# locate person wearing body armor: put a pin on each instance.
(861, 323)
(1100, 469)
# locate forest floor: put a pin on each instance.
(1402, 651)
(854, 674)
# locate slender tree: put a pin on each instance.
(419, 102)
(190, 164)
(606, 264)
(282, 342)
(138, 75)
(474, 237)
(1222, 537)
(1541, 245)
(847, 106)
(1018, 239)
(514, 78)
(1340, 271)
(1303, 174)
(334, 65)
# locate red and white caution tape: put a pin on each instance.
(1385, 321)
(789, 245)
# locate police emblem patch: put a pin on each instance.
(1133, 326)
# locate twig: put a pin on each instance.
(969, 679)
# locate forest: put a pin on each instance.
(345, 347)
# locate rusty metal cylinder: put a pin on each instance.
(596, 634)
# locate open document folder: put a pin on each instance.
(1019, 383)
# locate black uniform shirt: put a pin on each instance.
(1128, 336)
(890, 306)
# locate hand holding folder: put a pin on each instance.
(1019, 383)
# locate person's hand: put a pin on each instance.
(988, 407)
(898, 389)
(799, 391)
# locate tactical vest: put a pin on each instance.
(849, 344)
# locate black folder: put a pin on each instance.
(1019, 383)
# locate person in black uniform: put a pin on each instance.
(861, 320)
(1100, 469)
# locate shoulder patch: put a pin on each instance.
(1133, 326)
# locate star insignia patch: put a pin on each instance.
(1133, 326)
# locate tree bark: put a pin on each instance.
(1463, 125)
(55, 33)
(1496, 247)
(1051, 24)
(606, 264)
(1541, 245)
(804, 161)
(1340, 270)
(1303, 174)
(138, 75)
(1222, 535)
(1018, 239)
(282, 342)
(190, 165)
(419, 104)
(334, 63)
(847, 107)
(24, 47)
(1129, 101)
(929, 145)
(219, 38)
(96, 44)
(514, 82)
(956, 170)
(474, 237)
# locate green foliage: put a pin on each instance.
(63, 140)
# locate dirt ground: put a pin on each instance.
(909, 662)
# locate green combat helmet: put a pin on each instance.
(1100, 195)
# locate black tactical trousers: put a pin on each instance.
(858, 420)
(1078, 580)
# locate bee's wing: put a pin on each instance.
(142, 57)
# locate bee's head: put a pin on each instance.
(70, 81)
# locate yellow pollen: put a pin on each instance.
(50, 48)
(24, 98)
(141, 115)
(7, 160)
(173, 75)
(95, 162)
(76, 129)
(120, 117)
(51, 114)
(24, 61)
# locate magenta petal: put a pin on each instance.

----

STATED PROBLEM
Output the lines from the line with "# locate yellow" through the end of the listing above as a Markdown table with columns Row and Line. Number each row and leave out blank lines.

WORKED ANSWER
| Row | Line |
|---|---|
| 1 | # locate yellow pollen: put a pin on each instance. |
| 2 | (50, 48) |
| 3 | (24, 98) |
| 4 | (141, 115) |
| 5 | (7, 160) |
| 6 | (173, 75) |
| 7 | (95, 162) |
| 8 | (76, 129) |
| 9 | (120, 117) |
| 10 | (51, 114) |
| 11 | (24, 61) |
| 12 | # locate magenta petal: put a pin on each instance. |